— Begin SUPPLIED DATA —

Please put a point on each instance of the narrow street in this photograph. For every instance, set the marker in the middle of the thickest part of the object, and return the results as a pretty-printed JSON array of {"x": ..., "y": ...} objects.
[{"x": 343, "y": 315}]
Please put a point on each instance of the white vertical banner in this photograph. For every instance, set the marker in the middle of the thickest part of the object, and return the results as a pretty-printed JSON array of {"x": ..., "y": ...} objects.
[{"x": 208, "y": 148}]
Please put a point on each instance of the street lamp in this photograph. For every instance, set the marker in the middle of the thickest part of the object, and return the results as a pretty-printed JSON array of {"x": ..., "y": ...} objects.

— End SUPPLIED DATA —
— Begin SUPPLIED DATA —

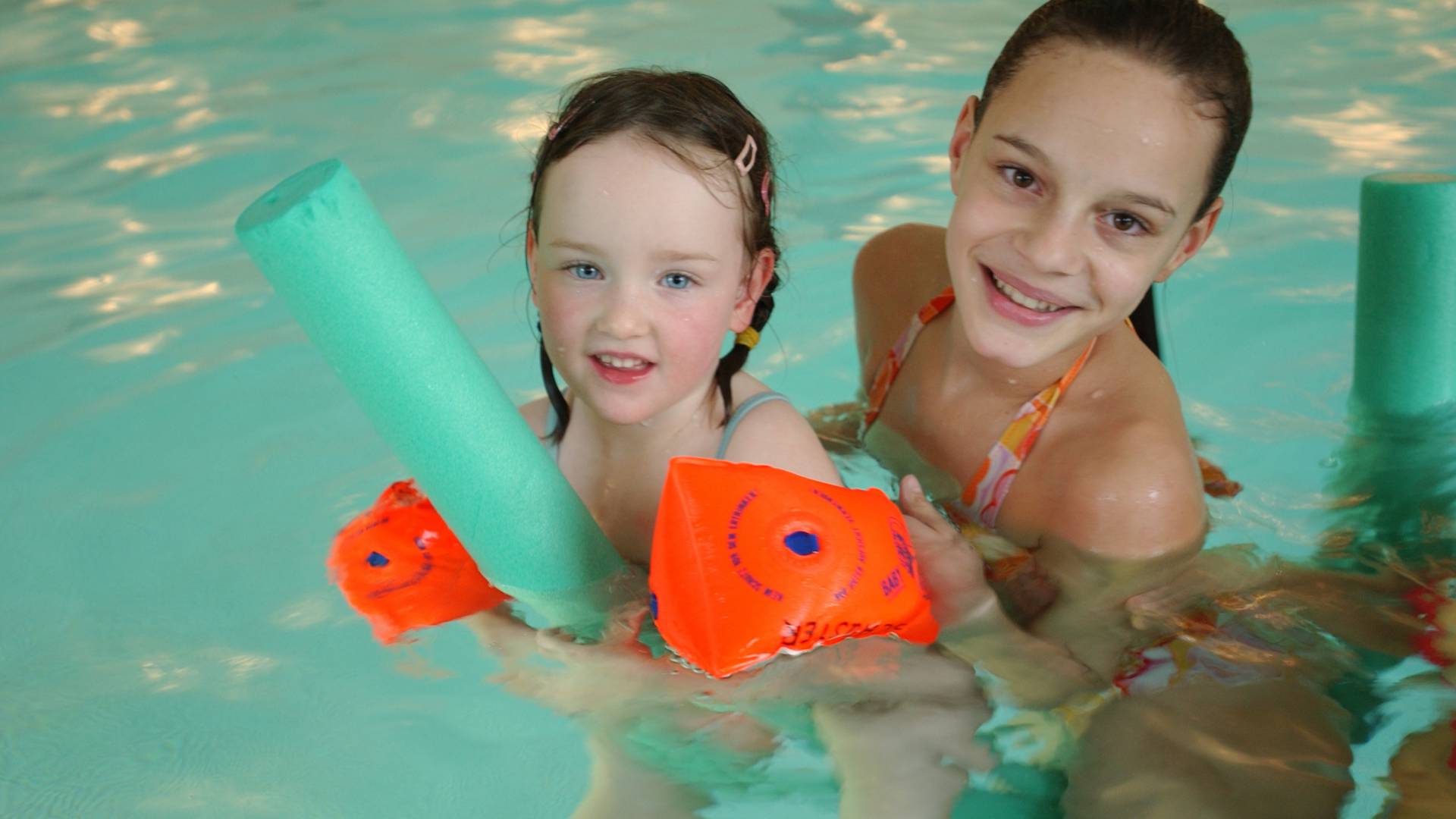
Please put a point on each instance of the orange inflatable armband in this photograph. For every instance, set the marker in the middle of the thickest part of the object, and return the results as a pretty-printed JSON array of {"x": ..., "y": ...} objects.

— End SUPPLIED DATA —

• **YOUR TASK**:
Please report, copied in full, every row above that contains the string "armband", treating uppercase and lowercase letters as different.

• **RESPONSE BELOW**:
Please put a point on each instance of the orange inflatable armband in this photograph. For every instance, set the marker in the middle of the thickest part of the object, and return the results as a pretty-printed JSON array of {"x": ..., "y": ...} objects.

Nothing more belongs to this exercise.